TASK STATEMENT: Reproduce the entries that follow precisely, setting aside any images.

*** INPUT MATERIAL Section Begins ***

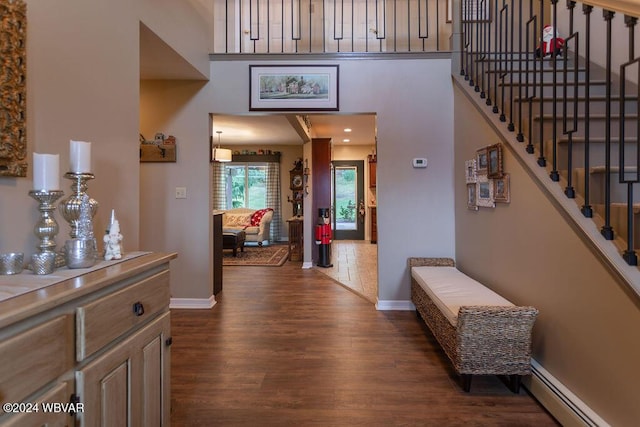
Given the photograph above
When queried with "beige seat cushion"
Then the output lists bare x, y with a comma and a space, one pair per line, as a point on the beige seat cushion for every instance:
450, 289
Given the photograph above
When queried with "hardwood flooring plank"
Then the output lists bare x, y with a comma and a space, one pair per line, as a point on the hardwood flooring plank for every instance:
290, 347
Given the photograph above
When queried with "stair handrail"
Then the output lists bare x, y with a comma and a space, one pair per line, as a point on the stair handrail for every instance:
628, 7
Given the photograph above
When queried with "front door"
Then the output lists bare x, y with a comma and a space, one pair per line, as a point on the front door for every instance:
347, 189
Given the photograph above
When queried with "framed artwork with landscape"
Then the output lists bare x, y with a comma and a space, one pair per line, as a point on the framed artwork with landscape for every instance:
293, 88
494, 161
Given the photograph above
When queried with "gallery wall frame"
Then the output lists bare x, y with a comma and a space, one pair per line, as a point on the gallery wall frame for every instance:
294, 87
13, 91
502, 189
494, 161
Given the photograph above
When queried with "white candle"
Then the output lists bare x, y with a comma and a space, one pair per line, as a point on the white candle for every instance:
45, 172
80, 156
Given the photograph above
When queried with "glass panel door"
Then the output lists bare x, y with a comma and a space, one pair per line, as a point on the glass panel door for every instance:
348, 193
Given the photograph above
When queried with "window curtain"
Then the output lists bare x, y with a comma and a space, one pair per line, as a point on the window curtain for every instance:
273, 198
219, 190
218, 187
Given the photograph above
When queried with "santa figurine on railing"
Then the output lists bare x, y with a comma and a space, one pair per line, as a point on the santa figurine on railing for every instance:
551, 43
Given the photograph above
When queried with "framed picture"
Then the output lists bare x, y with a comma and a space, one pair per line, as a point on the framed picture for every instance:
471, 197
494, 159
470, 171
481, 161
13, 89
293, 88
501, 190
484, 192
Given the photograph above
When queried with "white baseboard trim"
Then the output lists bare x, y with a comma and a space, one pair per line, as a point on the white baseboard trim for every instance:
397, 305
565, 406
193, 303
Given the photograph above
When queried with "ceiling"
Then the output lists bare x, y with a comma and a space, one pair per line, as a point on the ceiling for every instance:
158, 61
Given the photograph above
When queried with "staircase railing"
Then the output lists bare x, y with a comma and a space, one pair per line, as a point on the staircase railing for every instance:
331, 26
577, 108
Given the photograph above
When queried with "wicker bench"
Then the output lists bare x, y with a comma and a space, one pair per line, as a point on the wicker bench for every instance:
481, 332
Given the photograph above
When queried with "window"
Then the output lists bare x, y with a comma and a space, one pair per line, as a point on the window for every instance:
246, 185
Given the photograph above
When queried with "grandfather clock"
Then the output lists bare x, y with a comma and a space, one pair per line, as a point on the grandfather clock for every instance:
296, 184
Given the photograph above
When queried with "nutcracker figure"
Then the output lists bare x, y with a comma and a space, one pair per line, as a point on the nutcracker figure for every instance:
323, 237
552, 45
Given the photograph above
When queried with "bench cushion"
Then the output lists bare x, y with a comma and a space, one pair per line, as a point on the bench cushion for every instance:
450, 289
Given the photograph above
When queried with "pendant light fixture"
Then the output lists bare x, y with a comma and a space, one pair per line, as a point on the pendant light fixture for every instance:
220, 154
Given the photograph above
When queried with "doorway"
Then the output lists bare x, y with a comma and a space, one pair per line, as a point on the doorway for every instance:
347, 199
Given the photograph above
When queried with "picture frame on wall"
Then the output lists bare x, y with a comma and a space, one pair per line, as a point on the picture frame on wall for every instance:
482, 161
294, 88
484, 192
501, 189
471, 197
470, 171
494, 161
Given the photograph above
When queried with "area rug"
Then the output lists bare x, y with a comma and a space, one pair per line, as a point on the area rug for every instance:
272, 255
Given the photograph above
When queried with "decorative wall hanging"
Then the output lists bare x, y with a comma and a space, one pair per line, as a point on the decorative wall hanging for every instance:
13, 94
501, 189
472, 202
484, 192
482, 161
293, 88
161, 149
487, 184
471, 171
494, 161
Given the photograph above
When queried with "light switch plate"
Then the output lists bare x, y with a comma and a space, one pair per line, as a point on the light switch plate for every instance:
181, 192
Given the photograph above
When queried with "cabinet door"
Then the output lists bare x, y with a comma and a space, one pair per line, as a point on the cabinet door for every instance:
59, 393
129, 384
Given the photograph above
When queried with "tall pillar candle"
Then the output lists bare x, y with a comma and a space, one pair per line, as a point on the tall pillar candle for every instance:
46, 169
80, 156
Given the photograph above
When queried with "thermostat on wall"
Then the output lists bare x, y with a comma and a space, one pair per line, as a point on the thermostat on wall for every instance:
419, 162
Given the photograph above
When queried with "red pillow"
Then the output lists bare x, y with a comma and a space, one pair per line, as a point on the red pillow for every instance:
256, 217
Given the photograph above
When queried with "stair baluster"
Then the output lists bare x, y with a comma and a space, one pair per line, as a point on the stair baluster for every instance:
554, 175
566, 130
541, 160
629, 254
520, 136
587, 210
607, 229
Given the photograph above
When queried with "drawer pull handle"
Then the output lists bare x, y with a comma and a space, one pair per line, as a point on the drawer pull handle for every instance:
138, 309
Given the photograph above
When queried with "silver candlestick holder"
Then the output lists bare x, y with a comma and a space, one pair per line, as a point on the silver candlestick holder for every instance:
46, 228
70, 207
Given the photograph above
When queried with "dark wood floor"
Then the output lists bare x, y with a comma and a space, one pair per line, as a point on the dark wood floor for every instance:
290, 347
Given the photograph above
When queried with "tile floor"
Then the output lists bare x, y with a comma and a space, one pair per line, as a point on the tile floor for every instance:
355, 265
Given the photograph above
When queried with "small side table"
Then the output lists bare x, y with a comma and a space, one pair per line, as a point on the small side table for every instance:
296, 247
233, 240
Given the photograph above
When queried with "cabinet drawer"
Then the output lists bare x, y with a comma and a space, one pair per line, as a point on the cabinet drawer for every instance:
37, 356
60, 393
105, 319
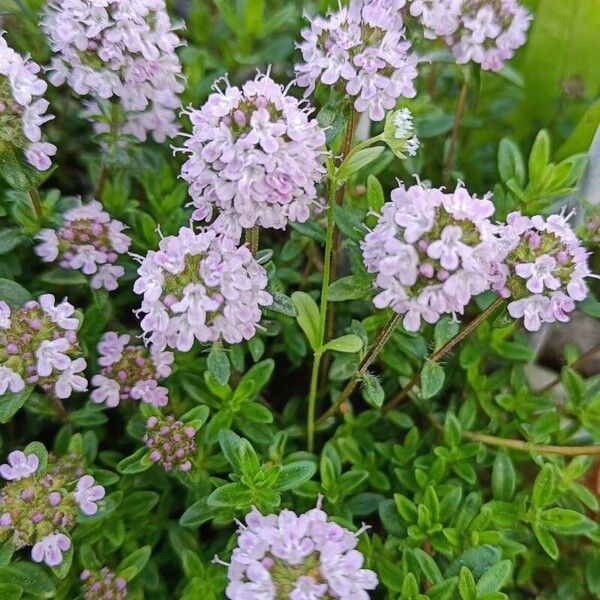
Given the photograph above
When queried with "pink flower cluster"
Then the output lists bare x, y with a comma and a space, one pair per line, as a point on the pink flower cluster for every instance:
483, 31
38, 345
297, 557
89, 241
200, 286
171, 443
363, 48
544, 267
130, 371
431, 251
103, 585
39, 508
255, 157
22, 107
123, 50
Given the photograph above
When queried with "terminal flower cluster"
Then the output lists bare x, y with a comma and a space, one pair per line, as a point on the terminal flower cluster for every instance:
255, 158
39, 506
363, 49
200, 286
297, 557
431, 252
39, 346
23, 107
90, 241
130, 371
119, 51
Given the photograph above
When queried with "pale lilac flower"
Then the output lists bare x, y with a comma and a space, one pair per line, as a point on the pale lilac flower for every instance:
545, 268
200, 286
170, 442
255, 158
20, 466
87, 495
133, 60
22, 109
362, 49
319, 554
89, 241
50, 548
431, 252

*** INPUT MATERIAL Section Ends ***

OUTPUT BELOW:
Given the photograph above
When queried with "beige seat cushion"
Then the output lists bare x, y with a comma and a space, one pair per line, as a point on the beige seat cushion for every instance:
450, 289
Given the photograph above
When queried with "hardwood flooring plank"
Then the output lists bare x, y with a comma and a space, one pair per line, as a point on the hardwood flooring plank for every instance:
290, 347
Given the photograph above
When queried with "stair handrail"
Then the output lists bare x, y with a comma and a space, one pair per line, as a point on the stair handrail for every instance:
628, 7
Given the photograph above
When queried with "front door"
Then the output lists bare x, y with a comma and a space, one pair per line, as a point on the front door for every instance:
347, 189
Given the photograph above
When queried with "framed artwork with landscape"
Then the output lists bare x, y with a comma and a space, one pair per line, as a point on the framed artwork with landscape for every instance:
293, 88
494, 161
Given the photograph above
When queried with "gallery wall frame"
Then the output lists bare x, y with a comma and a space, one pair per line, as a point on the gallery wall frame for every instance:
294, 87
13, 91
502, 189
494, 161
Given the photograph above
When queried with "white candle"
Then the output lists bare x, y with a comma and a space, one pair per line, as a point on the white candle for every instance:
45, 172
80, 156
Given the photograph above
When queried with "glass panel door"
Then the output lists bare x, y with a comma and a space, one pair per line, as a point on the glass panel door for every instance:
348, 193
Given the photograph above
When queried with "window curtain"
Then the output lists bare x, y with a comma and a space, one pair per line, as a point on the window curtain for every instance:
273, 198
219, 190
218, 187
Given the photograph above
When queried with "santa figurine on railing"
Then the output lists bare x, y with a comma and a space, one pair per line, as a point on the santa figurine on railing for every instance:
551, 43
Given the photograph above
When queried with "framed picture"
Then the output lists bare x, y with a comma and a space, one pair per line, as a point on the framed picture for every instance:
471, 197
494, 159
470, 171
481, 161
13, 89
293, 88
501, 190
484, 192
Given the photograph above
When queried with "white baseboard trim"
Then the output lists bare x, y with a comma and a space, one pair per line, as a point on the white baseboard trim for every instance:
397, 305
565, 406
193, 303
Given the photograph above
When queried with "ceiling"
Then the output lists bare x, y with a comma and a space, one pair per line, as a point on the ceiling for every instance:
158, 61
Given the photograph above
When queried with "staircase railing"
Then the output lists bare x, y with a comma and a space, one pair per line, as a point on the staircase railing for every instance:
331, 26
577, 108
Given the photograph above
When queried with "wicker bench"
Then the output lists bare x, y with a comma and a space, one pair per line, as a point on the wicker bench for every instance:
481, 332
Given the photograph above
When queried with "window"
Then the output lists bare x, y with a comma and a space, one pair per line, as a point on the window for every instance:
246, 185
Given the photograph above
When queried with "grandfather clock"
Then the output lists bare x, y with a comma and a space, one pair per line, as a point on the grandfather clock for every instance:
296, 184
Given the photograph above
When queried with "nutcracker figure"
Then the output lists bare x, y with a comma and a space, one pair per line, as a point on the nutcracker figure for every instance:
323, 237
552, 45
Given the photograph above
When queried with "bench cushion"
Then the output lists bare x, y with a comma and a space, one pair per line, as a point on the bench cushion for every instance:
450, 289
Given the photograph above
When queried with "pendant light fixture"
Then the output lists bare x, y with a comma and a space, one pair per line, as a point on the pendant light fixture for every instance:
220, 154
Given the photograph above
When queried with "doorway"
Then the output lists bare x, y with a comma and a space, one pair per line, as a point on the doorway for every instance:
347, 199
Given the photograph above
When queried with "picture frame on wall"
Then the output lists bare x, y with a comma and a space, one pair per line, as a point on the picture frame on wall for every instance:
482, 161
294, 88
484, 192
501, 189
471, 197
470, 171
494, 161
Given the photograph above
When queried with "area rug"
Then the output lists bare x, y with a comma and a space, one pair per line, as a point on the area rug for every instance:
272, 255
Given the photograph above
When queried with "decorative wall hanging"
Then the output lists bare x, y with a comma and a space, one pair per line, as a point on the decorative wall hanging for every instance:
13, 94
501, 189
472, 202
484, 192
482, 161
293, 88
161, 149
487, 184
471, 171
494, 161
Given the photograph above
When queried with "light switch plate"
Then the output lists bare x, y with a comma and a space, one pair per line, as a point on the light switch plate for every instance:
181, 192
Given the photograph above
When queried with "cabinet door"
Then the output lists bare x, y with a comma and a space, one pair per line, as a point on the cabinet door for every instance:
59, 393
129, 384
Given the photograph above
When queried with "tall pillar candle"
Then the output lists bare x, y with a comma and a space, one pair per line, as a point on the tall pillar candle for every instance:
46, 169
80, 156
Given the photograph above
When queried with "thermostat on wall"
Then the output lists bare x, y with a comma and a space, one pair per line, as a point on the thermostat on wall for every instance:
419, 162
Given the photograph above
When queried with "red pillow"
Then the output lists bare x, y with a comma and a space, one pair per line, as a point on the red pillow for every instance:
256, 217
Given the photograph above
When queried with "stair baluster"
Then the output lists bare x, y with a comma and a space, one pair per line, as a point on the stair baluster for every instance:
554, 175
566, 130
541, 160
629, 254
520, 136
587, 210
607, 229
Given the photograph above
When queried with "drawer pull handle"
Then the output lists bare x, y with a comma and a space, one pair per line, as a point on the drawer pull handle for every instance:
138, 309
Given the photograph above
When queried with "silver candlestick holder"
Then the output lists bare x, y with a comma and a space, one pair per line, as a point on the silver candlestick holder for every instance:
46, 228
70, 207
Given the photograph above
When queried with "dark wood floor"
Then the output lists bare x, y with a comma and a space, one pair per line, as a point on the dark wood floor for every instance:
290, 347
Given the photograph above
When queried with "tile floor"
Then the output lists bare x, y with a comma and a space, one pair per line, as a point on the tile floor for every instance:
355, 265
Given the photograph above
When queried with "small side table"
Then the output lists bare x, y with a comma and a space, one pair per line, as a point on the small side table for every instance:
296, 247
233, 240
Given the photograph above
When queried with "cabinet drawer"
Then the output lists bare x, y with a comma and a space, one pair per line, as a point on the cabinet drawer for every instance:
37, 356
60, 393
105, 319
Given the photograph above
When queried with "pink flower cluster"
Then the output lists bare x, y with a comma and a space, one pair per line, as a point on the pink flower cluster for every instance:
483, 31
38, 345
297, 557
89, 241
200, 286
171, 443
363, 48
544, 267
130, 371
431, 251
103, 585
39, 508
255, 157
22, 107
123, 50
Given the photograph above
When queried with "terminal flower cluster"
Then the output lists bare x, y with a comma and a space, one pair per line, as a point on the terminal flower cluster for every instance:
255, 158
39, 506
363, 49
200, 286
297, 557
431, 252
39, 346
23, 107
90, 241
130, 371
119, 51
Given the photograph above
When queried with "pale lilac flower"
Then the output lists bare x, y with a comma and a space, one pair per line, as a point on the pale lilac flower for every instance:
545, 268
200, 286
170, 442
255, 158
20, 466
87, 495
133, 60
22, 109
362, 49
319, 554
89, 241
50, 548
431, 252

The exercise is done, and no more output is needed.